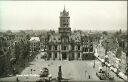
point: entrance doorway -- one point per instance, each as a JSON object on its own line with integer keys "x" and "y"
{"x": 64, "y": 56}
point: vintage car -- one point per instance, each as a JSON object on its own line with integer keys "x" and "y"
{"x": 102, "y": 75}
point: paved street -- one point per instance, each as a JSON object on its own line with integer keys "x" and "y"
{"x": 74, "y": 70}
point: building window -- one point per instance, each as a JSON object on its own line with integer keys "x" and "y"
{"x": 63, "y": 47}
{"x": 55, "y": 47}
{"x": 78, "y": 55}
{"x": 55, "y": 55}
{"x": 50, "y": 48}
{"x": 72, "y": 47}
{"x": 78, "y": 47}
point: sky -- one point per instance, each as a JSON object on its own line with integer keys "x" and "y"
{"x": 44, "y": 15}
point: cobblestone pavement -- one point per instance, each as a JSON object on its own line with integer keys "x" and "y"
{"x": 73, "y": 70}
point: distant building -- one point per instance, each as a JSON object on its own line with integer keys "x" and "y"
{"x": 34, "y": 44}
{"x": 67, "y": 45}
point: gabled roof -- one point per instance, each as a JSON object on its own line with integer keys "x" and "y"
{"x": 34, "y": 39}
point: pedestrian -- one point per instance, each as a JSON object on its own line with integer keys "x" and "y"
{"x": 89, "y": 76}
{"x": 17, "y": 80}
{"x": 85, "y": 72}
{"x": 31, "y": 71}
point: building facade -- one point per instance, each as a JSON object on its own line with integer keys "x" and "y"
{"x": 68, "y": 45}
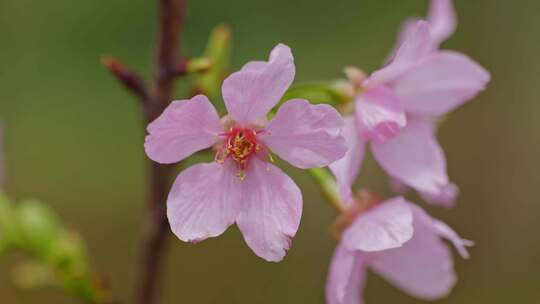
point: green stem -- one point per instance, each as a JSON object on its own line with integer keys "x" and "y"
{"x": 328, "y": 187}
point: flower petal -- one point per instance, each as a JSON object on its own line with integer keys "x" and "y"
{"x": 442, "y": 20}
{"x": 385, "y": 226}
{"x": 272, "y": 209}
{"x": 414, "y": 157}
{"x": 205, "y": 199}
{"x": 448, "y": 233}
{"x": 251, "y": 92}
{"x": 441, "y": 83}
{"x": 306, "y": 135}
{"x": 346, "y": 277}
{"x": 423, "y": 267}
{"x": 379, "y": 114}
{"x": 445, "y": 196}
{"x": 347, "y": 168}
{"x": 185, "y": 127}
{"x": 416, "y": 47}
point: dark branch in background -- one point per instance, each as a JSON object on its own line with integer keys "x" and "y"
{"x": 154, "y": 100}
{"x": 128, "y": 78}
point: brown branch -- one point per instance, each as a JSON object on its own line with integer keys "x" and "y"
{"x": 168, "y": 65}
{"x": 171, "y": 21}
{"x": 129, "y": 79}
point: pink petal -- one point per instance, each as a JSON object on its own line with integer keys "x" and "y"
{"x": 379, "y": 114}
{"x": 271, "y": 212}
{"x": 406, "y": 30}
{"x": 306, "y": 135}
{"x": 250, "y": 93}
{"x": 185, "y": 127}
{"x": 346, "y": 169}
{"x": 442, "y": 24}
{"x": 414, "y": 157}
{"x": 442, "y": 20}
{"x": 398, "y": 186}
{"x": 204, "y": 201}
{"x": 418, "y": 45}
{"x": 387, "y": 225}
{"x": 346, "y": 277}
{"x": 441, "y": 83}
{"x": 445, "y": 196}
{"x": 423, "y": 267}
{"x": 448, "y": 233}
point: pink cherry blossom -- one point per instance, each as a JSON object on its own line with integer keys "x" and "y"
{"x": 382, "y": 239}
{"x": 398, "y": 104}
{"x": 242, "y": 186}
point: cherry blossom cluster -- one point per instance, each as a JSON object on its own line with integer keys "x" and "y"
{"x": 394, "y": 111}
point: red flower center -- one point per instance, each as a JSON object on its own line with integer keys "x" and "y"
{"x": 241, "y": 145}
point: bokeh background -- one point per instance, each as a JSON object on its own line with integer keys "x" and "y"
{"x": 74, "y": 139}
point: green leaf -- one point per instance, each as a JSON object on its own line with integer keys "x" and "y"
{"x": 218, "y": 52}
{"x": 38, "y": 227}
{"x": 33, "y": 274}
{"x": 315, "y": 92}
{"x": 68, "y": 254}
{"x": 8, "y": 226}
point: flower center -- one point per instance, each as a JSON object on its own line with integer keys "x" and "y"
{"x": 241, "y": 145}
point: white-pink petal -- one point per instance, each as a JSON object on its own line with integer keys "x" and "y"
{"x": 185, "y": 127}
{"x": 440, "y": 83}
{"x": 414, "y": 157}
{"x": 306, "y": 135}
{"x": 442, "y": 20}
{"x": 448, "y": 233}
{"x": 271, "y": 211}
{"x": 445, "y": 196}
{"x": 205, "y": 199}
{"x": 379, "y": 114}
{"x": 250, "y": 93}
{"x": 384, "y": 226}
{"x": 417, "y": 46}
{"x": 346, "y": 277}
{"x": 423, "y": 267}
{"x": 347, "y": 168}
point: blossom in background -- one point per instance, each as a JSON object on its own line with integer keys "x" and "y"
{"x": 241, "y": 185}
{"x": 400, "y": 242}
{"x": 397, "y": 106}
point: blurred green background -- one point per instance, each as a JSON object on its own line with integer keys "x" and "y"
{"x": 74, "y": 139}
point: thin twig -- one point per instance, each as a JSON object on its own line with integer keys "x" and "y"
{"x": 171, "y": 20}
{"x": 129, "y": 79}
§
Write out the material above once more, exactly as it reads, with no pictures.

Result for this task -
point: entrance doorway -- one point per instance, each as a JSON object on its own line with integer keys "x" and "y"
{"x": 64, "y": 56}
point: vintage car -- one point per instance, each as a JSON object on its own line with integer keys "x" and "y"
{"x": 102, "y": 75}
point: paved street -- one point per instance, each as a JSON object on its own line with integer keys "x" and "y"
{"x": 74, "y": 70}
point: building window -- one point per instance, each as a JSON object on its own line with integer keys "x" and "y"
{"x": 63, "y": 47}
{"x": 55, "y": 47}
{"x": 78, "y": 55}
{"x": 55, "y": 55}
{"x": 50, "y": 48}
{"x": 72, "y": 47}
{"x": 78, "y": 47}
point: sky -- one point per instance, each as a JSON object on its own line with integer keys "x" and "y"
{"x": 44, "y": 15}
point: cobblestone pavement -- one point per instance, each as a JSON object on its own line with integer keys "x" and "y"
{"x": 73, "y": 70}
point: distant building -- one point per instance, each as a JSON object on its own line with integer keys "x" and "y"
{"x": 34, "y": 44}
{"x": 67, "y": 45}
point: gabled roof -- one point per instance, each as a JSON object on its own line with integer keys "x" and "y"
{"x": 34, "y": 39}
point: pedestrian -- one point per instance, each as a JSON object on its own line with integer keys "x" and "y"
{"x": 89, "y": 76}
{"x": 17, "y": 80}
{"x": 85, "y": 72}
{"x": 31, "y": 71}
point: building facade -- one point per instance, each as a JSON object on its own line with integer keys "x" and "y"
{"x": 68, "y": 45}
point: green stem -- one point per instance, each as a JSON object on its own line with integer keys "x" and "y"
{"x": 328, "y": 187}
point: flower petal -- one point per instance, each as a JSON object on its own line with integer keys "x" and "y"
{"x": 442, "y": 20}
{"x": 385, "y": 226}
{"x": 272, "y": 209}
{"x": 414, "y": 157}
{"x": 205, "y": 199}
{"x": 448, "y": 233}
{"x": 251, "y": 92}
{"x": 441, "y": 83}
{"x": 306, "y": 135}
{"x": 346, "y": 277}
{"x": 423, "y": 267}
{"x": 379, "y": 114}
{"x": 445, "y": 196}
{"x": 347, "y": 168}
{"x": 185, "y": 127}
{"x": 416, "y": 47}
point: dark branch in background -- one point per instance, each as a JSON object on its own line with integer keys "x" and "y"
{"x": 154, "y": 100}
{"x": 128, "y": 78}
point: brown branch -- one point per instance, each as a JSON object on its own line with integer keys "x" and "y"
{"x": 168, "y": 65}
{"x": 171, "y": 21}
{"x": 129, "y": 79}
point: pink petal -- one point per instance, each as a JSON object on its own line with integer keys "x" and "y"
{"x": 379, "y": 114}
{"x": 271, "y": 212}
{"x": 406, "y": 30}
{"x": 306, "y": 135}
{"x": 250, "y": 93}
{"x": 185, "y": 127}
{"x": 346, "y": 169}
{"x": 442, "y": 24}
{"x": 414, "y": 157}
{"x": 442, "y": 20}
{"x": 398, "y": 186}
{"x": 204, "y": 201}
{"x": 418, "y": 45}
{"x": 387, "y": 225}
{"x": 346, "y": 277}
{"x": 441, "y": 83}
{"x": 445, "y": 196}
{"x": 423, "y": 267}
{"x": 448, "y": 233}
point: pink cherry blossom -- one point per instance, each as a JSON object on its own line with integer keys "x" and "y"
{"x": 382, "y": 239}
{"x": 398, "y": 104}
{"x": 242, "y": 186}
point: cherry blossom cluster -- one point per instance, each as a JSON object on its own line with integer keys "x" and "y"
{"x": 394, "y": 111}
point: red flower center -- one point per instance, each as a JSON object on its own line with integer keys "x" and "y"
{"x": 241, "y": 145}
point: bokeh background -- one point per instance, each as a JSON object on its own line with integer keys "x" and "y"
{"x": 74, "y": 139}
point: green leaf -- one point per instance, each as a JSON object on its own line with integer keys "x" and "y"
{"x": 218, "y": 52}
{"x": 38, "y": 227}
{"x": 33, "y": 274}
{"x": 315, "y": 92}
{"x": 68, "y": 254}
{"x": 8, "y": 226}
point: flower center -- one point per instance, each as a JSON object on its own line with integer keys "x" and "y"
{"x": 241, "y": 145}
point: white-pink petal -- one point per instance, each as a JSON object on its own line with integer keys "x" and "y"
{"x": 185, "y": 127}
{"x": 440, "y": 83}
{"x": 414, "y": 157}
{"x": 306, "y": 135}
{"x": 442, "y": 20}
{"x": 448, "y": 233}
{"x": 271, "y": 211}
{"x": 445, "y": 196}
{"x": 205, "y": 199}
{"x": 379, "y": 114}
{"x": 250, "y": 93}
{"x": 384, "y": 226}
{"x": 417, "y": 46}
{"x": 346, "y": 277}
{"x": 423, "y": 267}
{"x": 347, "y": 168}
point: blossom in background -- one point per instance, each as a JSON object on its own line with integer keys "x" and "y"
{"x": 241, "y": 185}
{"x": 400, "y": 242}
{"x": 397, "y": 106}
point: blurred green background -- one point per instance, each as a JSON object on its own line with integer keys "x" and "y"
{"x": 74, "y": 139}
point: thin twig -- one point per instance, each as a JSON object on its own line with integer keys "x" and "y"
{"x": 171, "y": 20}
{"x": 129, "y": 79}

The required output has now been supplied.